Dies gilt auch dann, wenn die beanstandete Bewertung nicht als Tatsachenbehauptung, sondern als Werturteil zu qualifizieren ist, der Bewertete aber schlüssig darlegt, dass der Tatsachenkern der Bewertung unzutreffend ist. Dies kann etwa der Fall sein, wenn der Bewertete das Bestehen eines Geschäftskontakts zum Bewertenden bestreitet (BGH BeckRS 2016, 6437 Tz. 25 ff. = GRUR-Prax 2016, 199 [Klinger/Kuhlmann]).
Da Bewertungsportale eine rechtlich gebilligte und gesellschaftlich wünschenswerte Funktion erfüllen, darf aber der Prüfungsaufwand den Portalbetrieb weder wirtschaftlich gefährden noch unverhältnismäßig erschweren. Umgekehrt muss dagegen beachtet werden, dass bei Bewertungsportalen immer ein gesteigertes Risiko für Persönlichkeitsrechtsverletzungen besteht. Der Portalbetreiber muss daher per se mit entsprechenden Beanstandungen rechnen. Dabei werden die mit dem Portalbetrieb verbundenen Missbrauchsgefahren noch dadurch verstärkt, dass die Bewertungen – rechtlich zulässig (§ 13 VI TMG) – verdeckt abgegeben werden können.
Der Portalbetreiber muss demnach zur Überprüfung der Berechtigung der Beanstandung des Bewerteten ernsthaft versuchen, sich die dazu notwendige Tatsachengrundlage zu verschaffen. Dazu muss die Beanstandung an den Bewertenden übersendet und dieser zur Stellungnahme aufgefordert werden. Damit dies erfolgen kann, muss der Portalbetreiber bei der Anmeldung eine E-Mail-Adresse des Nutzers verlangen und diese auch verifizieren. In Fällen, in denen der Geschäftskontakt als solcher bestritten wird, hat sich der Portalbetreiber Nachweise vorlegen zu lassen (ggf. unter Schwärzung individualisierbarer Daten), die den Geschäftskontakt belegen. Erfolgt keine Stellungnahme innerhalb angemessener Frist, ist die Bewertung zu löschen, sofern die Rechtsverletzung vom Bewerteten schlüssig behauptet worden war.

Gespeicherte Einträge
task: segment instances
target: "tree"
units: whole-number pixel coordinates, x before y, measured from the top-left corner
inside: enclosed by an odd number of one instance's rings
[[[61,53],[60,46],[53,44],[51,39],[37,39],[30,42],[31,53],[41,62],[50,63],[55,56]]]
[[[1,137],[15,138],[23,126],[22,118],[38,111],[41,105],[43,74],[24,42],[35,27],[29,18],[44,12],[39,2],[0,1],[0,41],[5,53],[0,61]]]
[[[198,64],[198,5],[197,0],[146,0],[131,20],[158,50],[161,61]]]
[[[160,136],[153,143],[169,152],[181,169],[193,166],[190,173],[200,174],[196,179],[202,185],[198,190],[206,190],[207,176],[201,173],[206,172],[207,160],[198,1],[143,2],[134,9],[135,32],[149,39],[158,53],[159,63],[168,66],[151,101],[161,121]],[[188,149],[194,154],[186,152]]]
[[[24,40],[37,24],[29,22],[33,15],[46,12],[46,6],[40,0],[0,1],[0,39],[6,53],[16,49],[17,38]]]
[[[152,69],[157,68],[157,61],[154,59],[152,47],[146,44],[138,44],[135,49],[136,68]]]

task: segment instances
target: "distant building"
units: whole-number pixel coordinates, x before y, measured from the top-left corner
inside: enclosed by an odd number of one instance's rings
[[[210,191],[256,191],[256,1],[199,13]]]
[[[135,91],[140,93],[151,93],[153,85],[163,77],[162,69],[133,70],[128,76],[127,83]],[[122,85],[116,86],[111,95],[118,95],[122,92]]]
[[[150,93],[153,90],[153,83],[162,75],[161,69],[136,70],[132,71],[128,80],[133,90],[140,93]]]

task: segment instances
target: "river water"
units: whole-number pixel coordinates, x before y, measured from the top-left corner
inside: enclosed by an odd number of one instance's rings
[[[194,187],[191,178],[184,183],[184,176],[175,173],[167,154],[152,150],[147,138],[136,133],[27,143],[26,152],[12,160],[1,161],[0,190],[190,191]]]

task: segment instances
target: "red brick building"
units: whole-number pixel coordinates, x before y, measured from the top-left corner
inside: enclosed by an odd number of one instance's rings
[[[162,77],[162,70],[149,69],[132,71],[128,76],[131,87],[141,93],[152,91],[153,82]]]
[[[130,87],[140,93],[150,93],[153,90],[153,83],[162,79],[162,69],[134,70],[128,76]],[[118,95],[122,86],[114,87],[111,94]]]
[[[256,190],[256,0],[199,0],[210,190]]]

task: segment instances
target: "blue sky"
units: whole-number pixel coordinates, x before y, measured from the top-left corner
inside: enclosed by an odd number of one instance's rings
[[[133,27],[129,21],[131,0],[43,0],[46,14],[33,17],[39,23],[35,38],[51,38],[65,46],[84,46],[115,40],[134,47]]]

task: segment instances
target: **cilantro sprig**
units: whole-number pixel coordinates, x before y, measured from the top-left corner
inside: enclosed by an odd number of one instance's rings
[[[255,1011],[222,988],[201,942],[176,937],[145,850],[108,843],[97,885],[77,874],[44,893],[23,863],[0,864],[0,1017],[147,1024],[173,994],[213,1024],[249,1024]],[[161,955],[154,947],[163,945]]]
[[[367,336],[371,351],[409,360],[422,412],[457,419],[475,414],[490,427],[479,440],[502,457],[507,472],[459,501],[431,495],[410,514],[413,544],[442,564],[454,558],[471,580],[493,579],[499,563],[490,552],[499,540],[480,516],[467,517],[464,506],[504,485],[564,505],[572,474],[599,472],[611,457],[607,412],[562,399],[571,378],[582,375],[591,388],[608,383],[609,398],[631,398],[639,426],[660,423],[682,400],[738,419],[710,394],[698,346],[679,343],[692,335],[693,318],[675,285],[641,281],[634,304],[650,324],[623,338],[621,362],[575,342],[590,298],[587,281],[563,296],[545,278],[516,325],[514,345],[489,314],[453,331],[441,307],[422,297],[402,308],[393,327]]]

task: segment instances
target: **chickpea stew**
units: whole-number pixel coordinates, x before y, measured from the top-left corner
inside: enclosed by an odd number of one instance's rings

*Aufgabenstellung*.
Beantworte die folgenden Fragen zum Text über Bewertungsportale:
(a) Welche Vorschrift erlaubt, dass Bewertungen verdeckt abgegeben werden können?
(b) Was muss der Portalbetreiber bei der Anmeldung vom Nutzer verlangen?
(c) Was ist zu tun, wenn innerhalb angemessener Frist keine Stellungnahme erfolgt?

*Ergebnis*.
(a) § 13 VI TMG.
(b) Eine E-Mail-Adresse, die er auch verifizieren muss.
(c) Die Bewertung ist zu löschen, sofern der Bewertete die Rechtsverletzung schlüssig behauptet hatte.